[EXERCISE PROMPT]:
Transcribe, exactly as they appear, only the lines from the one holding "Please trace the outline of every instance of the eyebrow." through the end of the entries below.

[SOURCE MATERIAL]:
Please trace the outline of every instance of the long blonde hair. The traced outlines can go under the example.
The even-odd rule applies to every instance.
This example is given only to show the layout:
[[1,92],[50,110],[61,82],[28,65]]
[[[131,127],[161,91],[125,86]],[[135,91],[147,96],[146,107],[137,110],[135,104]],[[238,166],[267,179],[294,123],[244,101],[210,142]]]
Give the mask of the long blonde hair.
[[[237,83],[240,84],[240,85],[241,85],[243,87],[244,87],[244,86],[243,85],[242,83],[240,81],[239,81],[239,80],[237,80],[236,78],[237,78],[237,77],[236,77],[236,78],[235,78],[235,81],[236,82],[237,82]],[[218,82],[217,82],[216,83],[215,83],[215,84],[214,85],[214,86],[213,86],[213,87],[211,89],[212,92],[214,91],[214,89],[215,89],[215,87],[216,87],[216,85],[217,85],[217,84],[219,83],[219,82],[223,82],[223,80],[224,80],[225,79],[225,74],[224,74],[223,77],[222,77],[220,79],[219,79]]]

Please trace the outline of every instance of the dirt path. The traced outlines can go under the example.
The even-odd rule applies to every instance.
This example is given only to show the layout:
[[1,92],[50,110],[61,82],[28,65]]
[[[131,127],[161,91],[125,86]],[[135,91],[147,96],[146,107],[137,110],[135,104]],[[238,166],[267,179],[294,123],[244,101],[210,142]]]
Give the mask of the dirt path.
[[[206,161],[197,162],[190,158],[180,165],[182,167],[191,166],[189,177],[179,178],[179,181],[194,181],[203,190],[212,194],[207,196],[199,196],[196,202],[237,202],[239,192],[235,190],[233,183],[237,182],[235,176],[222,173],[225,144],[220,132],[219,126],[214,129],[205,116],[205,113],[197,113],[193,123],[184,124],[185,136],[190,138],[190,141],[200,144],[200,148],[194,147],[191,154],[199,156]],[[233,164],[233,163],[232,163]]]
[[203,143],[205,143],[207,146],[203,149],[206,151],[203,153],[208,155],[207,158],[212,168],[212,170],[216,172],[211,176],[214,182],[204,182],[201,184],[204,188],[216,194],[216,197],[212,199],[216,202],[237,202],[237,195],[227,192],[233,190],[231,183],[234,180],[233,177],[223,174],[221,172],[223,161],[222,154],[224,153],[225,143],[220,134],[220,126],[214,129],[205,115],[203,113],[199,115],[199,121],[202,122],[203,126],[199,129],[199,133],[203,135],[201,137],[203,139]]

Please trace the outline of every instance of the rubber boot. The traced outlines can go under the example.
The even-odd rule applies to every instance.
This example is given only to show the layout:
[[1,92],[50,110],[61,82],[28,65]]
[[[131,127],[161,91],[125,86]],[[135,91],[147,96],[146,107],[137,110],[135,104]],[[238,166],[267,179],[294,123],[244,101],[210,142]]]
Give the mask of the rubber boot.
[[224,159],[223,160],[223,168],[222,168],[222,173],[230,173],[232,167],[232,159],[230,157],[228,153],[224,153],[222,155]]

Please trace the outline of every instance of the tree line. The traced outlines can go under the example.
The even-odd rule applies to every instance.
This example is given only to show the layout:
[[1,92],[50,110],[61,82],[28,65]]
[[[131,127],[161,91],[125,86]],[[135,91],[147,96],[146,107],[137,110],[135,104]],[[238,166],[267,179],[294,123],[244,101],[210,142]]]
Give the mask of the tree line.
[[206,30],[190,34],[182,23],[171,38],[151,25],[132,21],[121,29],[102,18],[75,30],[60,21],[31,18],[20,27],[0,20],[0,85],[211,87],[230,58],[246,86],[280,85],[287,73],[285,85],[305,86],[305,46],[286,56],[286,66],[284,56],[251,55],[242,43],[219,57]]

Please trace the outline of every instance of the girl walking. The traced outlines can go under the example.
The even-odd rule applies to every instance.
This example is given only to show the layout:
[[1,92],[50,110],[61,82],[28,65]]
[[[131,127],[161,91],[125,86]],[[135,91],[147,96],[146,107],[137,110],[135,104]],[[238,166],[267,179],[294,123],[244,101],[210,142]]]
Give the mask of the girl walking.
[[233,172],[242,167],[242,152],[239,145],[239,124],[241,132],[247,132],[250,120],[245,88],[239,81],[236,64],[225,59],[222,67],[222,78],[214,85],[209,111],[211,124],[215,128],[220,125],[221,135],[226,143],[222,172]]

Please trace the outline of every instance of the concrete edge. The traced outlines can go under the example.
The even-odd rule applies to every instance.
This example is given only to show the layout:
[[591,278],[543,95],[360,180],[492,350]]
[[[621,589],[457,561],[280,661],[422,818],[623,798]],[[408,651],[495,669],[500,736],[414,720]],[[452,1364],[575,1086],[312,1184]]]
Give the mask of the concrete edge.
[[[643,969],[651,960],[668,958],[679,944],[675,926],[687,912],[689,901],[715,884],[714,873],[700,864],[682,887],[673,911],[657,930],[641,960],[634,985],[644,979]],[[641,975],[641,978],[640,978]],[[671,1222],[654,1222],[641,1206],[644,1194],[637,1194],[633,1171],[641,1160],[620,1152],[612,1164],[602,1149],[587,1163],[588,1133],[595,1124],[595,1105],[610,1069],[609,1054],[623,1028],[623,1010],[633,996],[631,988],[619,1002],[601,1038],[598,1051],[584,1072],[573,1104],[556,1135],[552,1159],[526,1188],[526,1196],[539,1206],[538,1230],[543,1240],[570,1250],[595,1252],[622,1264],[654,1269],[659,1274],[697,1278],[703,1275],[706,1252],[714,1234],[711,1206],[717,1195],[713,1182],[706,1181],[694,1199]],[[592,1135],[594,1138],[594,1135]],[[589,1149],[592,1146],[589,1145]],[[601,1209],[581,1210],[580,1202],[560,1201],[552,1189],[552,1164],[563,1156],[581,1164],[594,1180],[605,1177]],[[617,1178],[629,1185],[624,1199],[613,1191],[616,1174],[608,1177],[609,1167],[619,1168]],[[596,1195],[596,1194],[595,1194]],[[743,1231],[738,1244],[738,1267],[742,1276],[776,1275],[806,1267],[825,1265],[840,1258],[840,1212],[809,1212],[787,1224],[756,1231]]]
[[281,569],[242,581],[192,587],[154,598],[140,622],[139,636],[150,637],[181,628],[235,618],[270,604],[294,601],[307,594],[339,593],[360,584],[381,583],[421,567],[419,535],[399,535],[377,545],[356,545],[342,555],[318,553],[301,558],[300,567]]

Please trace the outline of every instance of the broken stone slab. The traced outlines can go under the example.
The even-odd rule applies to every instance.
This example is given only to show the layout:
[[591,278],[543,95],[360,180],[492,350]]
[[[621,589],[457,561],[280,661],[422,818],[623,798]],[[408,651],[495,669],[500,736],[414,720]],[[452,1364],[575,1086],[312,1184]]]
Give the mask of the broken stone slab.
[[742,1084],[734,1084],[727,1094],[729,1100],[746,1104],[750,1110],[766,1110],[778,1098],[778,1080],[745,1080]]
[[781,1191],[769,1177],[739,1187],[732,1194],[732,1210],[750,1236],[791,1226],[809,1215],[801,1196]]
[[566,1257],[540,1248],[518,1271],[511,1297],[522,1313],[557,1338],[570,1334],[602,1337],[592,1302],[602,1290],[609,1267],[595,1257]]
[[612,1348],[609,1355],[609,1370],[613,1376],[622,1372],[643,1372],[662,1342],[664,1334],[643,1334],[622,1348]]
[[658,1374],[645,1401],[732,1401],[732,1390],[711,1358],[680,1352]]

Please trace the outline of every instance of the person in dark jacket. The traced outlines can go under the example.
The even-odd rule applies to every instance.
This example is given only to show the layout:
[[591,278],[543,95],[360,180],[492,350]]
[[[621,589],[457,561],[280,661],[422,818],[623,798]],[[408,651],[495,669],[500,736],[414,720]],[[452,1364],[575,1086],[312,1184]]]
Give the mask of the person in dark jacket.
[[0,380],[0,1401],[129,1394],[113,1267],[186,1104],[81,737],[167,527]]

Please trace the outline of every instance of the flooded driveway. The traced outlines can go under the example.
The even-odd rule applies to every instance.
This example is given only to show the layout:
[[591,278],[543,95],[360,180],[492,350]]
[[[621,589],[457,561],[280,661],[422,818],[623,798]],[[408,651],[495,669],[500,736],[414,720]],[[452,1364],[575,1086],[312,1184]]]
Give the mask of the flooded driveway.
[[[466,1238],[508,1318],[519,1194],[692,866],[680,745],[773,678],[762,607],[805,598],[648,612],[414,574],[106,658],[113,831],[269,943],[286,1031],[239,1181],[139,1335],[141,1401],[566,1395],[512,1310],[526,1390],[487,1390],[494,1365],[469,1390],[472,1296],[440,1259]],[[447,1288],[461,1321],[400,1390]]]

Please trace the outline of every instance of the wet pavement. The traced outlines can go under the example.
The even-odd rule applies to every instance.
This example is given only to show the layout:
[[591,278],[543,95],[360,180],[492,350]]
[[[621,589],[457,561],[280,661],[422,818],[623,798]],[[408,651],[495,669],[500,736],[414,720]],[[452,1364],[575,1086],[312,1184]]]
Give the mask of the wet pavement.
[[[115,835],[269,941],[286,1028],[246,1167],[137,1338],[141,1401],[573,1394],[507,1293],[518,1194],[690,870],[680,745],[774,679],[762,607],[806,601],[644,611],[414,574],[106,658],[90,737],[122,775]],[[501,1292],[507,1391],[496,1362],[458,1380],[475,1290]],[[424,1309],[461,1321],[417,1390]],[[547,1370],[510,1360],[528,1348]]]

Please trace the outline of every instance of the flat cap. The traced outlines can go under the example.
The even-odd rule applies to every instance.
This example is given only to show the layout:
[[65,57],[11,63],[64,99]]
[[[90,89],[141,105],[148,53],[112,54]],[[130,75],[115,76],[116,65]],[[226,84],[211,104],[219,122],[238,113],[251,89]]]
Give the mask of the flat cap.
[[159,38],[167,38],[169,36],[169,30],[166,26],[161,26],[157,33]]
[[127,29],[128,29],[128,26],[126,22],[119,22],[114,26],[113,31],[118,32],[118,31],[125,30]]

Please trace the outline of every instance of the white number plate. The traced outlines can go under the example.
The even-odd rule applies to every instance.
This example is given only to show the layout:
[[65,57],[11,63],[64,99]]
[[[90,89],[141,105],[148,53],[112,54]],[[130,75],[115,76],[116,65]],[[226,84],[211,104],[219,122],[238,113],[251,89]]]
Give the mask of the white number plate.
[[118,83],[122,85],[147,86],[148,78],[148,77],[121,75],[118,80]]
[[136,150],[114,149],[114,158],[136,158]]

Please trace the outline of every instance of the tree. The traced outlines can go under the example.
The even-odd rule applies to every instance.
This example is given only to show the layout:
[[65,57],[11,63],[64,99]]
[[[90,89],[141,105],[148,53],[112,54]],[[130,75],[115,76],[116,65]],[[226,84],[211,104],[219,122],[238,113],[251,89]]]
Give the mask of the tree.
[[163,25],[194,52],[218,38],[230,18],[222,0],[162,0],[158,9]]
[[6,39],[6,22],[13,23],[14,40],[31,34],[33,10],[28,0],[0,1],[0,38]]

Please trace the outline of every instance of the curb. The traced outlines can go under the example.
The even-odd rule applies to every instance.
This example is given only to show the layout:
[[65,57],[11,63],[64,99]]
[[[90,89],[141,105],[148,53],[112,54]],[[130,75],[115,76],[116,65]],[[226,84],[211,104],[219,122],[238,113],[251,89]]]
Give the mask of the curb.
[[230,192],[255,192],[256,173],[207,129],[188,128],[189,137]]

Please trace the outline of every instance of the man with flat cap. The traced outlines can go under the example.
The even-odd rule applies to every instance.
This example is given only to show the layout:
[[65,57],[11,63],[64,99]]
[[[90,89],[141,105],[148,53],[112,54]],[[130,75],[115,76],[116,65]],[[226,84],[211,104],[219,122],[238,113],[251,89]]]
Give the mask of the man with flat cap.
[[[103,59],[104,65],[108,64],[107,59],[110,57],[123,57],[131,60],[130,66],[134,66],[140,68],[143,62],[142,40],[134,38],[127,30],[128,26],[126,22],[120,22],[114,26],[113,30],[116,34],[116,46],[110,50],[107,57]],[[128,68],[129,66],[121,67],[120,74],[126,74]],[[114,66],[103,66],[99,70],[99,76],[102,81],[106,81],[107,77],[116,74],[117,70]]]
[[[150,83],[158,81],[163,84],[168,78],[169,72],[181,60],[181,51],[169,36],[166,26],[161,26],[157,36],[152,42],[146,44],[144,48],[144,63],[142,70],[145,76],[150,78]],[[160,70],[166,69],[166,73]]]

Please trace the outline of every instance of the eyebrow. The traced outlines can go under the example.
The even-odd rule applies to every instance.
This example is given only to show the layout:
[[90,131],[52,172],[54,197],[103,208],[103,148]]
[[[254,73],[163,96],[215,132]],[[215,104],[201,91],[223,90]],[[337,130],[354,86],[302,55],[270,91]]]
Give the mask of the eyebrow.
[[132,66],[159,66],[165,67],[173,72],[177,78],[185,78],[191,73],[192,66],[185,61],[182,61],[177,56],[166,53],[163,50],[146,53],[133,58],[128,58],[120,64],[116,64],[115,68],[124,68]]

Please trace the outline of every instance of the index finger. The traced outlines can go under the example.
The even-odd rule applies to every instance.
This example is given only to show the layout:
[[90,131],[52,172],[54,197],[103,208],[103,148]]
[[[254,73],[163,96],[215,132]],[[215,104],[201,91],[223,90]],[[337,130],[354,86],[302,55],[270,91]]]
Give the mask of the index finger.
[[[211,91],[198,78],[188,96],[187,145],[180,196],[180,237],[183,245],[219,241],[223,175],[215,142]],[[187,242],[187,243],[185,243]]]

[ANSWER TO THIS EXERCISE]:
Please trace the outline of every instance of the eyebrow. The traced outlines can go under the example.
The even-odd rule applies to every instance.
This example is given only to show the layout:
[[90,131],[52,172],[54,197],[103,208],[103,148]]
[[[254,73],[163,96],[215,132]],[[215,104],[201,91],[223,90]],[[337,130],[354,86],[302,55],[270,91]]]
Give the mask of the eyebrow.
[[132,66],[159,66],[165,67],[173,72],[177,78],[185,78],[191,73],[192,66],[185,61],[182,61],[177,56],[166,53],[163,50],[146,53],[133,58],[128,58],[120,64],[116,64],[115,68],[124,68]]

Please trace the outline of every instance of the index finger. The traced outlines can go under the example.
The even-odd rule applies to every instance.
This example is given only to show the layout:
[[90,131],[52,172],[54,197],[103,208],[103,148]]
[[[254,73],[163,96],[215,132]],[[215,104],[201,91],[223,90]],[[337,130],[354,86],[302,55],[270,91]]]
Give the mask of the index finger.
[[[211,91],[198,78],[188,96],[187,145],[180,196],[180,237],[183,245],[219,241],[223,175],[215,142]],[[187,242],[187,243],[185,243]]]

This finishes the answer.